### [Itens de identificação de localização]
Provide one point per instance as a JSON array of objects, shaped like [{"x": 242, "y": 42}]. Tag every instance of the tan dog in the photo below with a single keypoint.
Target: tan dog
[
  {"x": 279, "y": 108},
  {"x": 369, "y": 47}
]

### [Instruções do exercício]
Extraia todas as linhas dos registros acima e reproduza-as fielmente, sem nenhuma alteração.

### [Resultado da tarefa]
Provide one point per instance as a JSON array of objects, shaped like [{"x": 242, "y": 42}]. Tag every instance of the tan dog in the photo below with a single keypoint.
Target: tan dog
[
  {"x": 279, "y": 108},
  {"x": 369, "y": 47}
]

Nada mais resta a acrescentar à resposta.